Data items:
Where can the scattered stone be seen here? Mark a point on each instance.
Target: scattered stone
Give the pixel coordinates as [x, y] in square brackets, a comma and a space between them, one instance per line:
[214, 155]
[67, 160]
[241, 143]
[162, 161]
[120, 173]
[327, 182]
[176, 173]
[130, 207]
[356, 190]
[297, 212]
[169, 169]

Prompt:
From the data above, count the lines that hold the string "stone". Reply with only that number.

Result of the task:
2